_Given passage_.
The pw_transcode.py script converts pw from one transcoding to another.

First, make the 'pwtranscode' directory current terminal directory

Note 1: If you convert from slp1 to iast and then (without making changes to the iast version) immediately convert the iast version back to slp1 (under differently named file), then that differently named file and the original file should be identical.

Note 2: Conversion is applied to (a) both the k1 and k2 fields of metaline and (b) the {#X#} elements of the text.

Andhrabharati commented 1 year ago

I had taken the recent pw.txt from csl-orig, for my present working.

Will incorporate the 19 changes done by you now in my file.

And, a big "Thank you" for the conversion scripts.

_Entries provided_.
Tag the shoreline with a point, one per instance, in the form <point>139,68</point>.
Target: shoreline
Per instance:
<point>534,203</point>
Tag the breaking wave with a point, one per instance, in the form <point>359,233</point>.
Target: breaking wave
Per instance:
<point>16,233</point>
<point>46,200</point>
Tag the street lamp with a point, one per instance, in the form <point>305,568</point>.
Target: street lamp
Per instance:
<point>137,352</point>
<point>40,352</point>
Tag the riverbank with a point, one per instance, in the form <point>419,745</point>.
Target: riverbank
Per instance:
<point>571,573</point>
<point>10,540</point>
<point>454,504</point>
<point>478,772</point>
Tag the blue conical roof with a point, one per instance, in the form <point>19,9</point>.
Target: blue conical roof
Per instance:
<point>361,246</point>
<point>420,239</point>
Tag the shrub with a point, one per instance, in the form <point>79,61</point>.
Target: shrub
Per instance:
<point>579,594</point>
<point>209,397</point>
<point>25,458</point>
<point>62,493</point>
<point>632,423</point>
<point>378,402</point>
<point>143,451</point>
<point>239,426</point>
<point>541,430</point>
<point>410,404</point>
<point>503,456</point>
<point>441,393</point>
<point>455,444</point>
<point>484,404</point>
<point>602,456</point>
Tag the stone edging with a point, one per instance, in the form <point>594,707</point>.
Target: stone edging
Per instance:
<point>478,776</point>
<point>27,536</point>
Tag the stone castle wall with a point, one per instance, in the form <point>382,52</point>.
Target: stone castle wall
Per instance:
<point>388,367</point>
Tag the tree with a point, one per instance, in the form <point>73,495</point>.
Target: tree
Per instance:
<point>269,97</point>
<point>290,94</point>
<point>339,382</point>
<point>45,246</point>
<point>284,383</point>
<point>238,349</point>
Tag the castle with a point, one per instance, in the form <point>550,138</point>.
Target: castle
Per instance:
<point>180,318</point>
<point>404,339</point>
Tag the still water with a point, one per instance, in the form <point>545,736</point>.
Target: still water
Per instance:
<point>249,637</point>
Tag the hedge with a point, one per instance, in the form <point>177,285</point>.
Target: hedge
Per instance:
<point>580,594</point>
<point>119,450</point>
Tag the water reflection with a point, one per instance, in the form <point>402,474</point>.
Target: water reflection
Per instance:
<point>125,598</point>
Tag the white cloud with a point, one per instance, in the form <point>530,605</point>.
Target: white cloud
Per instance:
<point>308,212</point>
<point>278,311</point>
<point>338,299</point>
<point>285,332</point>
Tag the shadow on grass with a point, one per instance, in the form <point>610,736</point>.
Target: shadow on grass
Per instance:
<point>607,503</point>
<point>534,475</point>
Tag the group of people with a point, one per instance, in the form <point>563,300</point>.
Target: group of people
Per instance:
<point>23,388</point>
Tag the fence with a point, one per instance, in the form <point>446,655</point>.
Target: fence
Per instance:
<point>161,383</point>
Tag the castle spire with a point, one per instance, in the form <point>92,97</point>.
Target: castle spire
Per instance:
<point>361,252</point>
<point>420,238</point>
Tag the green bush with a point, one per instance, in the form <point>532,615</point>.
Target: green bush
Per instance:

_Given exercise A_.
In the passage about the pw_transcode.py script, which two fields of metaline does the conversion apply to?
_Given exercise B_.
Based on the passage about the pw_transcode.py script, state whether each statement agrees with it: (i) The script converts pw from one transcoding to another. (ii) Andhrabharati took the recent pw.txt from csl-orig. (iii) Converting from slp1 to iast and straight back to slp1 should give a file that differs from the original.
The material has no connection to the text.

_Task answer A_.
The k1 and k2 fields.

_Task answer B_.
(i) Yes: "The pw_transcode.py script converts pw from one transcoding to another."
(ii) Yes: "I had taken the recent pw.txt from csl-orig"
(iii) No: "that differently named file and the original file should be identical."